┌──

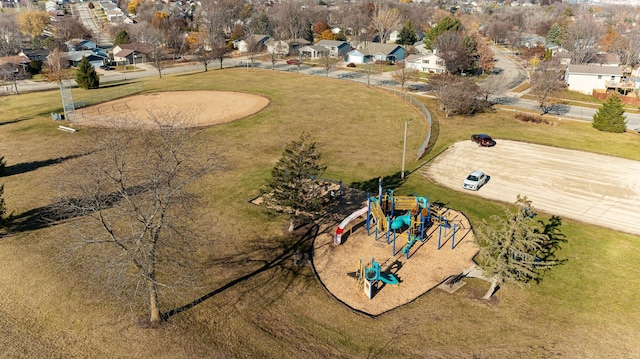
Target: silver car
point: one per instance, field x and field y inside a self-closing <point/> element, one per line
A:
<point x="475" y="180"/>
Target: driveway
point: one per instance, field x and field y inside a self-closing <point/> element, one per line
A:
<point x="587" y="187"/>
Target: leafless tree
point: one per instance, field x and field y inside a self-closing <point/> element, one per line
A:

└──

## [Task to complete]
Copy every record above exactly, leaving out the pictures.

## [Written reply]
Target: silver car
point: one per instance, field x and field y inside a self-closing <point/> element, one per line
A:
<point x="475" y="180"/>
Target: driveway
point: one per instance, field x and field y inside a self-closing <point/> element, one per line
A:
<point x="587" y="187"/>
Target: leafless tree
point: one per instance, field x and field y inside a self-closing <point/> element, one per line
A:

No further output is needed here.